» OBJECTIVE:
Render each line of the rows below as an item in a single numbered list, omitting the blank lines.

» RECORDS TO PROCESS:
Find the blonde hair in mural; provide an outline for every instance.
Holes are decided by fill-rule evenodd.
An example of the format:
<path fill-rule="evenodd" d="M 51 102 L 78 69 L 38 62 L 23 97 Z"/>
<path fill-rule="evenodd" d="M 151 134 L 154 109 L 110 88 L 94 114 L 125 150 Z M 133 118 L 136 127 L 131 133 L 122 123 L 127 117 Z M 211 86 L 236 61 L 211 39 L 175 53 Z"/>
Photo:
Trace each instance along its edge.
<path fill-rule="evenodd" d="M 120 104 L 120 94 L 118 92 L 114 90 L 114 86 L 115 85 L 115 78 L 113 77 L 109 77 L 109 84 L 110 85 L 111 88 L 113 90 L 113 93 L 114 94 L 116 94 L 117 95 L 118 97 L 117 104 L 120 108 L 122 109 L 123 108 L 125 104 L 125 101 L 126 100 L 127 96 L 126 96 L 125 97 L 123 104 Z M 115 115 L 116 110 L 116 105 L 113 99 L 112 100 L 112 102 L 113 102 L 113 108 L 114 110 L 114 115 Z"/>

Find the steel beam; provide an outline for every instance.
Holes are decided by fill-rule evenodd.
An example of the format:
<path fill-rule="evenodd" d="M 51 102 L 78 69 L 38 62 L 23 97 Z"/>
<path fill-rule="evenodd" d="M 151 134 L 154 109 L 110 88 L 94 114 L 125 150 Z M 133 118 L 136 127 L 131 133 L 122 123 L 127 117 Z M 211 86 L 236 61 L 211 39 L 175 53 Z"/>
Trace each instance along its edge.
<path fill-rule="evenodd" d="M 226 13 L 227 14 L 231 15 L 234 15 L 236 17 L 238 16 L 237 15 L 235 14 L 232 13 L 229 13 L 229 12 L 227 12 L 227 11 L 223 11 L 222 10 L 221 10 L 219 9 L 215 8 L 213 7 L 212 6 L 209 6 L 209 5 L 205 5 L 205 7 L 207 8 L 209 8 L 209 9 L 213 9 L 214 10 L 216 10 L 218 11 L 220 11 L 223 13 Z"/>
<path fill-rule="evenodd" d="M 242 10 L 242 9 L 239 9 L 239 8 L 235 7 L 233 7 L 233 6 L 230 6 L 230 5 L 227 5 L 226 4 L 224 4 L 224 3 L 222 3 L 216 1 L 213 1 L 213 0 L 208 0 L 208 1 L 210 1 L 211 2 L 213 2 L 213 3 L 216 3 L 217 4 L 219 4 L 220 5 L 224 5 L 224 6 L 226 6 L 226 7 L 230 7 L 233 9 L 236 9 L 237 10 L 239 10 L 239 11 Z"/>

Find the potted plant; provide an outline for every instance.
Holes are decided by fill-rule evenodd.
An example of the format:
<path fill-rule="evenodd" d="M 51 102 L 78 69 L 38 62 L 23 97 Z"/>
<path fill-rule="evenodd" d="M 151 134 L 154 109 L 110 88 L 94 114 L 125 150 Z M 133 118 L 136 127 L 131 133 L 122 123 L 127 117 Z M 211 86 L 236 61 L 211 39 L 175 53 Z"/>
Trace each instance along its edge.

» EXERCISE RESULT:
1. Find the blonde hair in mural; provide an outline for every instance.
2. Holes are decided by fill-rule evenodd.
3. An example of the format:
4. <path fill-rule="evenodd" d="M 51 102 L 78 69 L 38 62 L 23 97 Z"/>
5. <path fill-rule="evenodd" d="M 151 134 L 154 109 L 110 88 L 94 114 L 125 150 Z M 133 118 L 136 127 L 131 133 L 122 123 L 127 117 Z M 211 86 L 236 61 L 211 39 L 175 53 Z"/>
6. Photo:
7. Trace each instance along its edge.
8. <path fill-rule="evenodd" d="M 120 104 L 120 94 L 118 92 L 114 90 L 114 86 L 115 85 L 115 78 L 113 77 L 109 77 L 109 84 L 110 85 L 111 88 L 113 90 L 113 93 L 114 94 L 116 94 L 117 95 L 118 97 L 117 104 L 120 108 L 122 109 L 123 108 L 125 104 L 125 101 L 126 100 L 127 96 L 126 96 L 125 97 L 123 104 Z M 115 115 L 116 110 L 116 105 L 113 99 L 112 100 L 112 102 L 113 102 L 113 108 L 114 110 L 114 115 Z"/>
9. Find the steel beam; provide an outline for every instance.
10. Holes are decided by fill-rule evenodd.
11. An example of the format:
12. <path fill-rule="evenodd" d="M 51 102 L 78 69 L 38 62 L 23 97 Z"/>
13. <path fill-rule="evenodd" d="M 151 134 L 154 109 L 110 88 L 94 114 L 125 150 Z M 133 118 L 136 127 L 131 133 L 122 123 L 127 117 Z M 211 86 L 236 61 L 211 39 L 175 53 Z"/>
14. Trace each instance along its edge.
15. <path fill-rule="evenodd" d="M 226 13 L 227 14 L 231 15 L 234 15 L 236 17 L 238 16 L 237 15 L 235 14 L 232 13 L 229 13 L 229 12 L 227 12 L 227 11 L 223 11 L 222 10 L 221 10 L 219 9 L 215 8 L 213 7 L 212 6 L 209 6 L 209 5 L 205 5 L 205 7 L 207 8 L 209 8 L 209 9 L 213 9 L 214 10 L 216 10 L 218 11 L 220 11 L 223 13 Z"/>
16. <path fill-rule="evenodd" d="M 242 10 L 242 9 L 239 9 L 239 8 L 235 7 L 233 7 L 233 6 L 230 6 L 230 5 L 227 5 L 226 4 L 224 4 L 224 3 L 222 3 L 216 1 L 213 1 L 213 0 L 208 0 L 208 1 L 210 1 L 211 2 L 213 2 L 213 3 L 216 3 L 217 4 L 219 4 L 220 5 L 224 5 L 224 6 L 226 6 L 226 7 L 230 7 L 233 9 L 236 9 L 237 10 L 239 10 L 239 11 Z"/>
17. Find the potted plant; provide an outline for every instance.
18. Holes are decided by fill-rule evenodd.
19. An example of the format:
20. <path fill-rule="evenodd" d="M 51 102 L 78 69 L 38 62 L 23 97 Z"/>
21. <path fill-rule="evenodd" d="M 151 134 L 154 109 L 110 88 L 94 114 L 125 150 Z M 133 118 L 136 127 L 131 133 L 122 123 L 127 117 Z M 211 86 L 236 61 L 211 39 L 175 53 Z"/>
22. Trace each instance along its edge.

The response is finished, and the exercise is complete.